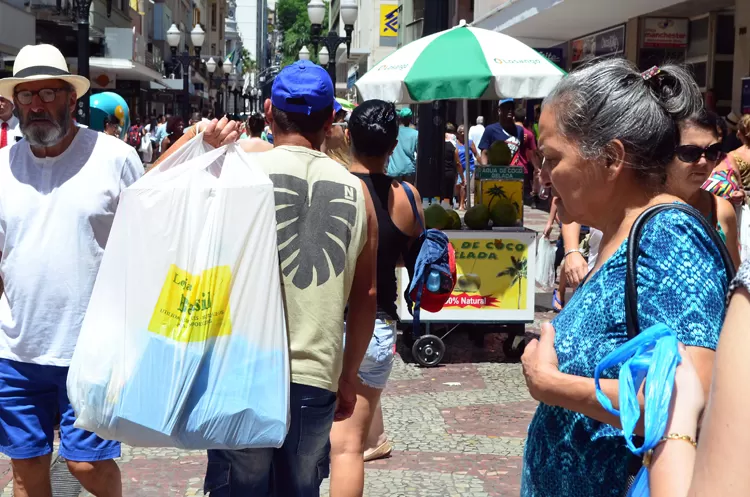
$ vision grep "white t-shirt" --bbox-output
[469,124,485,151]
[0,128,143,366]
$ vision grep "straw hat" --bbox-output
[726,111,740,130]
[0,44,90,99]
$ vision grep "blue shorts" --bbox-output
[0,358,120,461]
[356,317,397,389]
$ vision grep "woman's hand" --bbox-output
[666,343,705,435]
[729,190,745,206]
[543,224,553,239]
[522,323,560,404]
[564,251,588,287]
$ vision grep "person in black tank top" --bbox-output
[330,101,425,494]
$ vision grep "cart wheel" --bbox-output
[412,334,445,367]
[401,326,416,349]
[502,335,526,359]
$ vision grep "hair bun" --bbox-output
[642,64,702,122]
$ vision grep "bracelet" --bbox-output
[563,249,583,259]
[658,433,697,448]
[642,433,697,468]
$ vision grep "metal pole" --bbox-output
[73,0,93,125]
[463,99,471,209]
[182,52,190,123]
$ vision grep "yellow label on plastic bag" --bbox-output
[148,264,232,342]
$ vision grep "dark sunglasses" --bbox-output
[14,88,69,105]
[675,143,723,163]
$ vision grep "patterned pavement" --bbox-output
[0,206,558,496]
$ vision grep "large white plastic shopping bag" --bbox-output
[535,236,556,291]
[67,135,289,449]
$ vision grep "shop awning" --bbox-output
[471,0,687,47]
[88,57,164,83]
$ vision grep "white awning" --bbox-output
[472,0,688,47]
[88,57,164,82]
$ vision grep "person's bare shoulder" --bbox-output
[239,138,273,153]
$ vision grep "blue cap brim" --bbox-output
[499,98,514,105]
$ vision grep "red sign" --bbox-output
[444,293,501,309]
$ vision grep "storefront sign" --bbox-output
[534,48,564,68]
[91,72,117,90]
[571,25,625,64]
[380,4,398,47]
[643,18,688,48]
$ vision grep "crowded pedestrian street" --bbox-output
[2,0,750,495]
[0,210,553,497]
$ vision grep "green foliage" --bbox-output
[239,47,257,76]
[276,0,328,67]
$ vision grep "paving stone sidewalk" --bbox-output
[1,206,556,496]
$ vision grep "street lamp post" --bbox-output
[223,58,233,115]
[306,0,358,88]
[166,23,206,122]
[206,57,217,117]
[71,0,94,125]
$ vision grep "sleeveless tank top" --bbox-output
[352,173,412,319]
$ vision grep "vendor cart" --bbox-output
[396,228,536,366]
[355,21,565,367]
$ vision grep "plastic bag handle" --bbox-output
[625,203,736,339]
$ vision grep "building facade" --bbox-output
[472,0,749,116]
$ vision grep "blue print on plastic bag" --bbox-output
[114,334,288,449]
[594,323,682,497]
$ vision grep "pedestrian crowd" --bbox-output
[0,41,750,497]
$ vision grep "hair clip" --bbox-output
[641,66,661,81]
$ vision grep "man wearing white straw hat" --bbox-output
[0,44,142,497]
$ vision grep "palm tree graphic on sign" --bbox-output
[497,256,527,309]
[486,185,507,209]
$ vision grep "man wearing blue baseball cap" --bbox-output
[203,60,378,497]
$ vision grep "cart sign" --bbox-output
[396,231,537,323]
[643,18,688,49]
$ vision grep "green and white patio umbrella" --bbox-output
[355,22,566,103]
[355,22,565,208]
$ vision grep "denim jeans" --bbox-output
[204,383,336,497]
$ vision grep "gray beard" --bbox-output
[21,112,72,148]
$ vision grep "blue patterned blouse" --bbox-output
[522,209,728,497]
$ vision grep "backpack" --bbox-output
[127,126,141,148]
[401,183,457,333]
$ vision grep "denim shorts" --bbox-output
[356,317,397,389]
[0,358,120,461]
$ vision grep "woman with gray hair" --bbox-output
[519,59,729,496]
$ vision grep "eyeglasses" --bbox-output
[675,143,723,163]
[14,88,69,105]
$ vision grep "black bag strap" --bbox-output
[625,203,736,339]
[401,182,425,234]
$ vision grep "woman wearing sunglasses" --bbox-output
[665,111,741,269]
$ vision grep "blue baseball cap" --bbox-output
[272,60,334,115]
[499,98,514,105]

## Requirement
Write out each entry word for word, images excluded.

## Response box
$ vision grep "white t-shirt" --bbox-output
[469,124,485,151]
[0,128,143,366]
$ vision grep "straw hat" --bbox-output
[726,111,740,130]
[0,44,90,99]
$ vision grep "blue shorts" --bbox-output
[0,358,120,461]
[356,317,397,389]
$ vision grep "woman's hand" --bbox-output
[666,343,705,435]
[729,190,745,206]
[543,224,553,239]
[522,323,560,404]
[564,251,588,287]
$ vision grep "person in black tank top" --bbox-output
[330,101,425,494]
$ vision grep "cart wheel" --bbox-output
[412,334,445,367]
[401,326,416,349]
[502,335,526,359]
$ vision grep "hair bun" --bbox-output
[642,64,702,122]
$ vision grep "bracelet" --bbox-output
[563,249,583,259]
[658,433,697,448]
[642,433,697,468]
$ vision grep "metal pole" --bbox-output
[73,0,93,125]
[463,99,471,209]
[182,52,190,123]
$ vision grep "yellow label on plastic bag" --bbox-output
[148,264,232,342]
$ vision grep "dark sunglasses" --bbox-output
[14,88,69,105]
[675,143,723,163]
$ vision grep "patterned pavement" --bbox-output
[0,206,558,496]
$ vision grep "large white plastic shopping bag" --bbox-output
[535,236,556,291]
[67,135,289,449]
$ vision grep "shop awning" --bbox-output
[471,0,687,47]
[88,57,164,83]
$ vision grep "white awning" --bbox-output
[472,0,688,47]
[88,57,164,82]
$ vision grep "person's bare shoulder" --bbox-output
[239,138,273,153]
$ vision grep "blue cap brim" --bbox-output
[499,98,514,105]
$ vision grep "red sign" --bbox-output
[444,293,501,309]
$ vision grep "storefront sign" --bbox-output
[534,48,564,68]
[91,72,117,90]
[571,25,625,64]
[380,4,398,47]
[643,18,688,48]
$ vision grep "crowded pedestrian street" --bbox-output
[2,0,750,495]
[0,210,553,497]
$ vision grep "green foliage" --bbox-output
[239,47,257,76]
[276,0,328,67]
$ vision grep "paving stone sidewalk" --bbox-output
[1,206,556,496]
$ vision grep "street lamp post" --bbox-output
[223,58,233,115]
[306,0,358,88]
[166,23,206,122]
[206,57,217,117]
[71,0,94,125]
$ vision grep "sleeveless tank top" --bbox-output
[352,173,412,319]
$ vision grep "vendor cart" --bbox-output
[396,228,536,366]
[355,21,565,367]
$ vision grep "plastic bag handle" --bbox-output
[625,203,736,339]
$ vision grep "building facade" --bbox-output
[472,0,749,116]
$ vision grep "blue print on plastic bag" --bbox-output
[114,334,288,449]
[594,323,682,497]
$ vision grep "pedestrian crowd" --bbox-output
[0,41,750,497]
$ vision grep "hair clip" --bbox-output
[641,66,661,81]
$ vision grep "man wearing white straw hat" --bbox-output
[0,44,142,497]
$ vision grep "palm tree graphic on sign" --bbox-output
[497,256,527,309]
[486,185,507,209]
$ vision grep "man wearing blue baseball cap" --bbox-output
[203,60,378,497]
$ vision grep "cart sign" --bbox-output
[396,231,537,323]
[643,18,688,49]
$ vision grep "green and white patio umbrella" --bbox-output
[355,22,566,103]
[355,22,565,208]
$ vision grep "denim jeans" --bbox-output
[204,383,336,497]
$ vision grep "gray beard" --bbox-output
[21,112,72,148]
$ vision grep "blue patterned blouse" --bbox-output
[522,209,728,497]
$ vision grep "backpack" --bbox-output
[127,126,141,148]
[401,183,457,333]
$ vision grep "denim shorts" --bbox-output
[356,317,397,389]
[0,358,120,461]
$ vision grep "woman with gray hair" --bbox-output
[519,59,729,496]
$ vision grep "eyeglasses" --bbox-output
[675,143,723,163]
[14,88,69,105]
$ vision grep "black bag strap" --bbox-output
[625,203,736,339]
[401,182,425,234]
$ vision grep "woman wearing sunglasses" --bbox-output
[665,111,741,269]
$ vision grep "blue baseball cap" --bbox-output
[272,60,334,115]
[499,98,514,105]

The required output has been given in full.